▶ Исходный текст
..............................

«Ты, Лужков, допрыгаешься!»
После четвертого класса, до него обучение считалось обязательным и всеобщим, ребята из бедных семей переходили в ремесленные училища – РУ, созданные в годы войны для пополнения поредевшего рабочего класса. В РУ выдавали бесплатно форменную одежду с фуражкой, бесплатно кормили и обучали специальностям, востребованным на заводах.
В РУ из школы меня не перевели. Мама, надо отдать ей должное, хотя сама еле писала и читала, но стремилась дать сыновьям высшее образование. Я продолжал хорошо и легко учиться рядом с бараком в неполной средней школе – семилетке номер 579.
После школы и уроков свободное время проводил с Ленькой, мальчишкой храбрым и чересчур безрассудным, как я теперь понимаю.
Катков рядом с бараками не заливали. Мы привязывали коньки к валенкам. Выходили на заснеженную обледенелую набережную, утрамбованную колесами грузовиков. Цеплялись железными крючьями за задние откидные борта машин и мчались за ними, рискуя головой. Коньки «снегурки» с изогнутыми дугой концами считались женскими, ими мы пренебрегали, катались на беговых «гагах» с острыми длинными концами и на хоккейных «канадах».
Катались по замерзшей Москве-реке вдоль берега у пристани и пожарной команды. В центре лед не затягивал полынью. Леньку тянуло на другой берег. На середине русла он провалился в полынью. Барахтался в ледяной воде, ужасно кричал. Бегу к пожарным, они нас страшно не любили. Но я пересилил себя и закричал: «Помогите, тонет!» Они поняли, что их не разыгрывают. Один пожарный схватил лестницу, положил на лед, подполз к полынье и вытащил Леньку, с трудом разжавшего скрюченные пальцы.

..............................

▶ Задание
Продолжите воспоминания о детстве у бараков и о Леньке, начав сразу после последнего предложения. Список, приведённый далее, для работы не понадобится.

(Записи набора данных о расположении объектов)
..............................

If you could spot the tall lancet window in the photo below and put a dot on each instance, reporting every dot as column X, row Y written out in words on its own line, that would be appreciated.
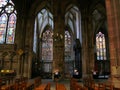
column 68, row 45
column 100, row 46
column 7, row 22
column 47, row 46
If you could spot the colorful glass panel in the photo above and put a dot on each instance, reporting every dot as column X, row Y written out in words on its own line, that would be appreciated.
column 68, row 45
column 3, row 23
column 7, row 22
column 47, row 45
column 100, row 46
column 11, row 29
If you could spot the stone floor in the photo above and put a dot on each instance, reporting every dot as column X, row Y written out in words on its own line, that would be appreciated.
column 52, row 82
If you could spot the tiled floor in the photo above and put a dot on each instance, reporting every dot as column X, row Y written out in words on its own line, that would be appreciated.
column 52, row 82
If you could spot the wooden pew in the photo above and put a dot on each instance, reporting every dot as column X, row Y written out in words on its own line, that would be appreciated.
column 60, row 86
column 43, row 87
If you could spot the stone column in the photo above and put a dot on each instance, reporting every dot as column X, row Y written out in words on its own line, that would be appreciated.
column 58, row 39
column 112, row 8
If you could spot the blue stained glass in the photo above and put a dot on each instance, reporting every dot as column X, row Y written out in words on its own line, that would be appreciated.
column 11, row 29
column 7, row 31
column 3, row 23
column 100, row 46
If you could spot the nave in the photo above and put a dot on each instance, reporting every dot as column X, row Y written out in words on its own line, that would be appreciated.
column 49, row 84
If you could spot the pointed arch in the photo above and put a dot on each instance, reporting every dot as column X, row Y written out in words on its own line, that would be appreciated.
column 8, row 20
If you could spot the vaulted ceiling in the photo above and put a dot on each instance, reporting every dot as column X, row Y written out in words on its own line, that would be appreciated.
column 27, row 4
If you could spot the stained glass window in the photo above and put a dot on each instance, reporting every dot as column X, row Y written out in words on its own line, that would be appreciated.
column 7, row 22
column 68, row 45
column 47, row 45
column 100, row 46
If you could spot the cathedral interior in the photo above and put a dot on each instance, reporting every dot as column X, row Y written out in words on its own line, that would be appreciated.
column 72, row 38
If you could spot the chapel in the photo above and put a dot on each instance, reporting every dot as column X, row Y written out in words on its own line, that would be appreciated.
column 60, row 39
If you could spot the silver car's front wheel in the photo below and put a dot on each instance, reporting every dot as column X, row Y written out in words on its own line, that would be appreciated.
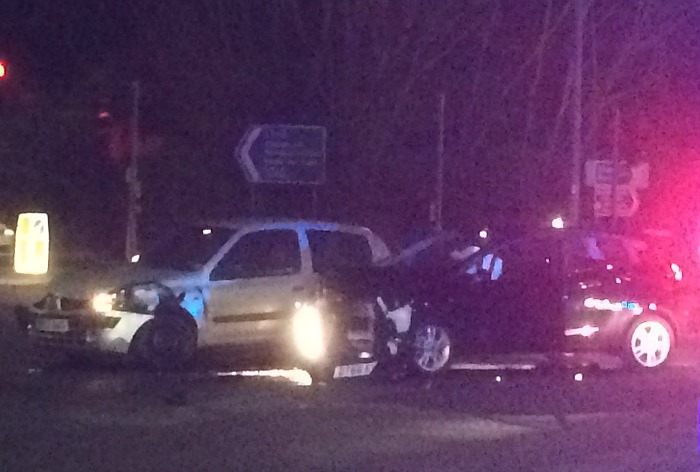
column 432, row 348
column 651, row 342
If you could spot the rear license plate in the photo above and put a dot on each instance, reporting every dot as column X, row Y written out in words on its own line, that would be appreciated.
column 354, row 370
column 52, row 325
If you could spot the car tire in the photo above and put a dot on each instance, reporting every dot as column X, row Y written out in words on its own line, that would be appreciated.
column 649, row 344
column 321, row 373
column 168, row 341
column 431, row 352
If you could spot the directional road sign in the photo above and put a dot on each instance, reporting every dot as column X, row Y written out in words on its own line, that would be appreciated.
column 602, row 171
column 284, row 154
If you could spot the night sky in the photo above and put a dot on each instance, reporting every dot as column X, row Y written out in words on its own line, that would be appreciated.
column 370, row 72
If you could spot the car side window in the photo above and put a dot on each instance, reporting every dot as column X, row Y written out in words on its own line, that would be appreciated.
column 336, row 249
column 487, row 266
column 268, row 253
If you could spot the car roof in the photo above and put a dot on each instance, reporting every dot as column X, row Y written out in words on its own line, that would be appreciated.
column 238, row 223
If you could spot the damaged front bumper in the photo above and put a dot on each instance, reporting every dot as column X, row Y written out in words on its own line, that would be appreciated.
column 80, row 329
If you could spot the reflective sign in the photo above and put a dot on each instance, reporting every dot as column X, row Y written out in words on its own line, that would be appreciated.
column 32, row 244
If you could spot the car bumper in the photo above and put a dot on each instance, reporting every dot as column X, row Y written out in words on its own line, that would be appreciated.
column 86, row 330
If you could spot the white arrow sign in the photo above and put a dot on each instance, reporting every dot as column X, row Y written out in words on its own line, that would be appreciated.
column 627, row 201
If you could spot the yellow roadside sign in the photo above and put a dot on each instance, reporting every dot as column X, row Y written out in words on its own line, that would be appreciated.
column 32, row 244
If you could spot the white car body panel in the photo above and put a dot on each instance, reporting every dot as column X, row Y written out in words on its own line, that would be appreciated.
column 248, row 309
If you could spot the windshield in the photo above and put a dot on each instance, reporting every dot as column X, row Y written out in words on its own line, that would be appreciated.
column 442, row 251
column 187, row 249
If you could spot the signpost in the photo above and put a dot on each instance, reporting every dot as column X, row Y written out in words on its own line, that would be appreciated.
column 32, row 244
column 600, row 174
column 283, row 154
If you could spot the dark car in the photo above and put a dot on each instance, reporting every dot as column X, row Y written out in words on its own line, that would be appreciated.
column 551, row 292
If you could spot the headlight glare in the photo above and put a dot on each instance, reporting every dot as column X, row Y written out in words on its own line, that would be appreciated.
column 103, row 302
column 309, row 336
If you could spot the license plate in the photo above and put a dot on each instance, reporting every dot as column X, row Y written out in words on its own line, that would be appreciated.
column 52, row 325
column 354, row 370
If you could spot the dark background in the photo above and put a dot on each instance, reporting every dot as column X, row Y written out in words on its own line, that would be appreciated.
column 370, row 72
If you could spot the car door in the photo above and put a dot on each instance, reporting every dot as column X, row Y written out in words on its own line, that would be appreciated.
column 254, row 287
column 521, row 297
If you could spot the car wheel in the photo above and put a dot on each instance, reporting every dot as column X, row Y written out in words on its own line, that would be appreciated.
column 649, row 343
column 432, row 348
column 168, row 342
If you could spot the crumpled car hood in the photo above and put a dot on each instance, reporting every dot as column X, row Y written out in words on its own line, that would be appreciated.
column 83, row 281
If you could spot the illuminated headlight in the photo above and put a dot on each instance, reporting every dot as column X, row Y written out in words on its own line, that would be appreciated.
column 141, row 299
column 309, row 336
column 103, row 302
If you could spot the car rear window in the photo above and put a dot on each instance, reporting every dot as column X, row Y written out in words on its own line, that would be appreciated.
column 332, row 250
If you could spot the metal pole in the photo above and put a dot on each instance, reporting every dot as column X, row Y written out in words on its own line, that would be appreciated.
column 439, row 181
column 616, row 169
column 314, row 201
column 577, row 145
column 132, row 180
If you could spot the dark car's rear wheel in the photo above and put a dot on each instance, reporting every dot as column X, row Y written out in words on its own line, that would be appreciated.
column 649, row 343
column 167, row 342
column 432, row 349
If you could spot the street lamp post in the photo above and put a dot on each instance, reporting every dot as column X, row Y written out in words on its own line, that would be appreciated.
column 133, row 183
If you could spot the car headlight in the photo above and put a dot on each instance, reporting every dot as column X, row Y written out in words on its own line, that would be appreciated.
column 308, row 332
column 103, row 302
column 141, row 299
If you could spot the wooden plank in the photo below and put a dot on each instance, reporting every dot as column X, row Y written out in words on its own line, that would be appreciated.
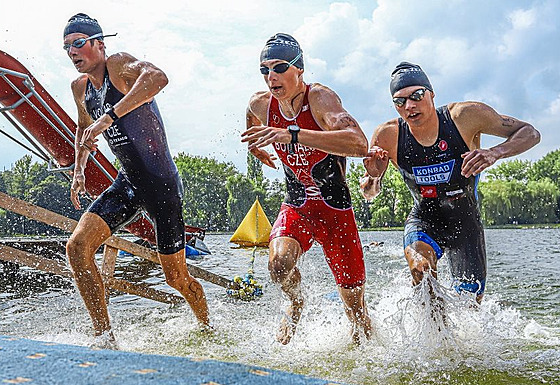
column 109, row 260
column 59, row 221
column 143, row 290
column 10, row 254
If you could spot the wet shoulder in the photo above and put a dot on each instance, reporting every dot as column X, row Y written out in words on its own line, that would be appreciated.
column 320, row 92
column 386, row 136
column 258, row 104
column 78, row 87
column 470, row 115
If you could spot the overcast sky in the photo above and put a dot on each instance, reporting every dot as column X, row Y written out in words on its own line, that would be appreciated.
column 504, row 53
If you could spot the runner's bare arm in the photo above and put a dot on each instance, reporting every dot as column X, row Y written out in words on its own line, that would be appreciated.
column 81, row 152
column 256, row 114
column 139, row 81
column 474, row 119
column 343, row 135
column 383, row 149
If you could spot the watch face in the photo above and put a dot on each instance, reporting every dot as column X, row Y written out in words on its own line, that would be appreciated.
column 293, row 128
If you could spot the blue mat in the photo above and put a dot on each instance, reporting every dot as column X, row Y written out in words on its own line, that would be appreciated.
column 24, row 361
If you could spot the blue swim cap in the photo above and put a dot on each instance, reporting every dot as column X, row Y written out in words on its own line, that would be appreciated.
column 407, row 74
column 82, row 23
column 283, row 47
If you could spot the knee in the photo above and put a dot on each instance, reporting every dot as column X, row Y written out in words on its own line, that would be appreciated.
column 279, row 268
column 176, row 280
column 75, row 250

..............................

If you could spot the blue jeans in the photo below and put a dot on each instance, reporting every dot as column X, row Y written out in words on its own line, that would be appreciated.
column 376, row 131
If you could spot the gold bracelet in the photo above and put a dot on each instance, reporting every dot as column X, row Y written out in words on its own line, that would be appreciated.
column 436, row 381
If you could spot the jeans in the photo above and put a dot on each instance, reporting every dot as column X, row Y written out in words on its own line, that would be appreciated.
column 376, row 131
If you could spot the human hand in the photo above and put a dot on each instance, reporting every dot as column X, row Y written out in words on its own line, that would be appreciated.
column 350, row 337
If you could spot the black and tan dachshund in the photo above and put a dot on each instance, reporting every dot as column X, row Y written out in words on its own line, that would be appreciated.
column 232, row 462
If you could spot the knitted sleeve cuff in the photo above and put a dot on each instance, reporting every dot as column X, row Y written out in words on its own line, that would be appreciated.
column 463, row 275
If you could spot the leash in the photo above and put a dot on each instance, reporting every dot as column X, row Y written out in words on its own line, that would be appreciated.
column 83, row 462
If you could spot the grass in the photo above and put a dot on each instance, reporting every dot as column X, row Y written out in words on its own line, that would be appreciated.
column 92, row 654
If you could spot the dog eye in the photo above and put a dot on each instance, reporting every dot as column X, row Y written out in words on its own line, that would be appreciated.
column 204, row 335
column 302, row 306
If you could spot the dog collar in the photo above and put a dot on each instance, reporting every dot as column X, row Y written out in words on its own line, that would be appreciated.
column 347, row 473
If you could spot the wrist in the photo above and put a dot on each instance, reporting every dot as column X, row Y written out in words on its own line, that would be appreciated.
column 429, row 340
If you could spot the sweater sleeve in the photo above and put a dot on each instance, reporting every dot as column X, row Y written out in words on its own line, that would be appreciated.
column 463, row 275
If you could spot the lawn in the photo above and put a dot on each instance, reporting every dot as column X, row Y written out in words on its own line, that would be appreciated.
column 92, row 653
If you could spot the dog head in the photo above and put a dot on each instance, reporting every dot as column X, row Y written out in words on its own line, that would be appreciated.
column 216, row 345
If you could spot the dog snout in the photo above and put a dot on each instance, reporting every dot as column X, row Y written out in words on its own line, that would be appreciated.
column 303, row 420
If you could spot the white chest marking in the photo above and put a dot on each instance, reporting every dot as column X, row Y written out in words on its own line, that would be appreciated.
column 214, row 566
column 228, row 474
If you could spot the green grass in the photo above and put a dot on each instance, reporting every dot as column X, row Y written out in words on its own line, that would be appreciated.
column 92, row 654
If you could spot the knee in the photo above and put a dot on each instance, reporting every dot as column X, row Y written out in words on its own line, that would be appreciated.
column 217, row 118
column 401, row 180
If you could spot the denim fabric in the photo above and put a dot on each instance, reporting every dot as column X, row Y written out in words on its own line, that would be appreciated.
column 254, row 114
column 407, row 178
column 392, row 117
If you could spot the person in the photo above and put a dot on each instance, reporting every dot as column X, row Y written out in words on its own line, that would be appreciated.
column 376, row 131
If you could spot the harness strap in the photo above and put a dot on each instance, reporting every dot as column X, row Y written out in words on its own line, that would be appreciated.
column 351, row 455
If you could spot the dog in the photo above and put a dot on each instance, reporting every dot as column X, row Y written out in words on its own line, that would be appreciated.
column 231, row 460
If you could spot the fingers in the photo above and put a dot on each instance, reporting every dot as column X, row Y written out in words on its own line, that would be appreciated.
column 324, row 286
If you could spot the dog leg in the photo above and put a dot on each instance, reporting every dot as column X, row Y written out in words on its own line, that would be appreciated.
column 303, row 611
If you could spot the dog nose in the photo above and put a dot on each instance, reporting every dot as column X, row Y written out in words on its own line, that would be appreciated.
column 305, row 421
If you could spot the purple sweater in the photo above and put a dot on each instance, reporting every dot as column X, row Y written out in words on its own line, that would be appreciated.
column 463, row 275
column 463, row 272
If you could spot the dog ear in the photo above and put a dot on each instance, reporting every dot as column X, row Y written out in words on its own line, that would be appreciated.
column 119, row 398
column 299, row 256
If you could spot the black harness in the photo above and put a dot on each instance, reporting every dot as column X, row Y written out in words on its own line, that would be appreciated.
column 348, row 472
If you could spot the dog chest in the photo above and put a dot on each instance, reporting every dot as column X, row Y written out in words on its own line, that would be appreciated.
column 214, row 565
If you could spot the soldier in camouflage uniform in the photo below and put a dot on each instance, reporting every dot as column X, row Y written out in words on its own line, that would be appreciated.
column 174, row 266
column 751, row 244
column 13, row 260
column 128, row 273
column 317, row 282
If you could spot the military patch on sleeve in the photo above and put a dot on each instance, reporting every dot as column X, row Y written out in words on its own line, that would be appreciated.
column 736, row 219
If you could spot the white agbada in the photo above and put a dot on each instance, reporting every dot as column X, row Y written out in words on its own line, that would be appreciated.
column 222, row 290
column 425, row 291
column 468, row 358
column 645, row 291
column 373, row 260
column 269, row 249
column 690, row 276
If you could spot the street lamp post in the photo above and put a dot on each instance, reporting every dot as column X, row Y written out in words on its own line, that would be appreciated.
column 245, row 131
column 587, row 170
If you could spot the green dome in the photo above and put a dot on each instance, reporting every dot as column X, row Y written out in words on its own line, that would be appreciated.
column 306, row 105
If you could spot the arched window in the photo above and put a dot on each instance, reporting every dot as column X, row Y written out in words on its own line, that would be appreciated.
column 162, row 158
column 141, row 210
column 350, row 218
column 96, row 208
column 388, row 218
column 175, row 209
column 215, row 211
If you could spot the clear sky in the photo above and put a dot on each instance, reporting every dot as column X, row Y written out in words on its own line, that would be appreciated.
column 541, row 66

..............................

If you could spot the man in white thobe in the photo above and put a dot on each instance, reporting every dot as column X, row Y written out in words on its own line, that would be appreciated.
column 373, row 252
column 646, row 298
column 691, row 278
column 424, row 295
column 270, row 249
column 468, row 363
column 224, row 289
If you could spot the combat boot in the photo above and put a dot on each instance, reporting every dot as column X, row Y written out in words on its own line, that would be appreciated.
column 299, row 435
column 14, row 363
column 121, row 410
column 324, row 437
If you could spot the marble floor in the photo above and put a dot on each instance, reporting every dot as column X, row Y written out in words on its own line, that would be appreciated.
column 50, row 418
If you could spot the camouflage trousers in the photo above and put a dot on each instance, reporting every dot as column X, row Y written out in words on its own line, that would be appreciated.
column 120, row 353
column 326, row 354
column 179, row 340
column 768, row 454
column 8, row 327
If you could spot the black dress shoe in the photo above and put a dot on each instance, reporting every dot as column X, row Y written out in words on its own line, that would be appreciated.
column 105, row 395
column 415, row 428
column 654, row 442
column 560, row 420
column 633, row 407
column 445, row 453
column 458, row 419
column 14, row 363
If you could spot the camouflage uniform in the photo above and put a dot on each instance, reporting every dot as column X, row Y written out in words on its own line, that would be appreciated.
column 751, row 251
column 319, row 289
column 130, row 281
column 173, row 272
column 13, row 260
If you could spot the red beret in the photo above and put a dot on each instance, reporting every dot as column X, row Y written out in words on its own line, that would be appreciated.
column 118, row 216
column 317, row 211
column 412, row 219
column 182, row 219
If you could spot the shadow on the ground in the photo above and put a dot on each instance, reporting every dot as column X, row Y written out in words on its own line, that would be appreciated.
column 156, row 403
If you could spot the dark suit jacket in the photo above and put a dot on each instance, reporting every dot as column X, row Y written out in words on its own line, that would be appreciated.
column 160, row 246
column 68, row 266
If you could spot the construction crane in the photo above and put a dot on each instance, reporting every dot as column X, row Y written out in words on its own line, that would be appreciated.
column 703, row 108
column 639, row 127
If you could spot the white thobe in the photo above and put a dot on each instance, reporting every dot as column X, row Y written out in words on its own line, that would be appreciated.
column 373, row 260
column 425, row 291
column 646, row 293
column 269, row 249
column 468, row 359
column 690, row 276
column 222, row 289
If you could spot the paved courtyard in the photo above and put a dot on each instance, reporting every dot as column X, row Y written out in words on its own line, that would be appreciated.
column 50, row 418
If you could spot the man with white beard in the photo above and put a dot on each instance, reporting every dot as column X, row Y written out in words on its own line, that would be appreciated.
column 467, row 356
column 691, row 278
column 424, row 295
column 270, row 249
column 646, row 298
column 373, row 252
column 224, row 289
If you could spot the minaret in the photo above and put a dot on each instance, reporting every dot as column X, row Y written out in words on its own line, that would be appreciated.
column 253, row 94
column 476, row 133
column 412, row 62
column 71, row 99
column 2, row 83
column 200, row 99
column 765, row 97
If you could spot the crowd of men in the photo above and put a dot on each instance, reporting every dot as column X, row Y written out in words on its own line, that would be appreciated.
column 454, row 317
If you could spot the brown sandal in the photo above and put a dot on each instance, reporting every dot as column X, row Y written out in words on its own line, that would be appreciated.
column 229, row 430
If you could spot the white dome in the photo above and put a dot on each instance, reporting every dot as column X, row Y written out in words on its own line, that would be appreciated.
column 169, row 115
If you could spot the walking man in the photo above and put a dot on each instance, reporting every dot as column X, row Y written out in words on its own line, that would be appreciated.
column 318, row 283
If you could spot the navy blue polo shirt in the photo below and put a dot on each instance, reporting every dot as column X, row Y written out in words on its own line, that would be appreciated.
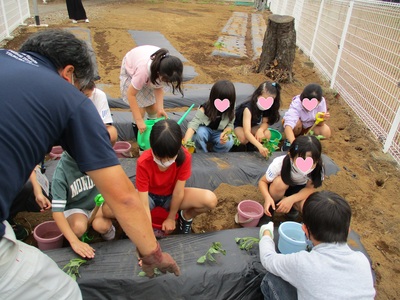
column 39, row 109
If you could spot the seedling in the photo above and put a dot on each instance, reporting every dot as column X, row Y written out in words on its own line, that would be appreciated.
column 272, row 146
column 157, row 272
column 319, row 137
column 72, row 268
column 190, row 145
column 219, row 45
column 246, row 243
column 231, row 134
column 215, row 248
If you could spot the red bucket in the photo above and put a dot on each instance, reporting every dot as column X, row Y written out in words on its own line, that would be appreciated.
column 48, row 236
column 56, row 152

..............................

▶ Ответ
Беднягу раздели, выжали шмотье, посадили у жаркой печки, согрели, напоили чаем. А мне велят: «Позови мать!» – «Зачем?» – «Чтобы пришла за ним с бутылкой».
Мать Леньки – одинокая, злая, желчная женщина. Соседи ее сторонились. Она воспитывала ремнем Леньку и его рыжего брата Ваську. Публика была хулиганистая и воровская, что меня отталкивало. Преодолел свой страх, поднялся на второй этаж и выпалил: «Ленька провалился под лед, пожарные его вытащили, вас зовут с бутылкой!» Она спокойно выслушала и говорит: «Зачем вытащили? Где я возьму бутылку?»
Дальше все обошлось без бутылки, но с ремнем.
Меня и весь класс приняли в пионеры, я носил красный галстук и белую рубашку. Каждое лето отправляли в подмосковные пионерские лагеря в Верею и Тучково. Путевки получала сестра отца. Она служила в Министерстве нефтяной промышленности. К его большому зданию на площади Ногина, теперь это Славянская площадь, подавали автобусы, и мы ехали в Подмосковье. Память о пионерском лагере с кострами, песнями у меня осталась очень добрая.
После войны выпали голодные годы. Один раз в лагере мы забастовали. Начальство подворовывало продукты. Не хватало хлеба, подавали жидкий суп и котлеты, где хлеба больше, чем мяса. В столовую не пошли, а ходили вокруг нее с пустыми алюминиевыми тарелками и стучали по ним ложками. Протест сработал. Нам стали давать больше хлеба, и в полдник на столах появились стаканы с компотом.
(Когда я стал генеральным директором «Химавтоматики», то перестроил захолустный летний пионерский лагерь, провел тепло и зимой отправлял туда сотрудников с детьми. Что вызвало протест районного начальства: «Зачем вы отправляете детей с отцами-пьяницами?..»)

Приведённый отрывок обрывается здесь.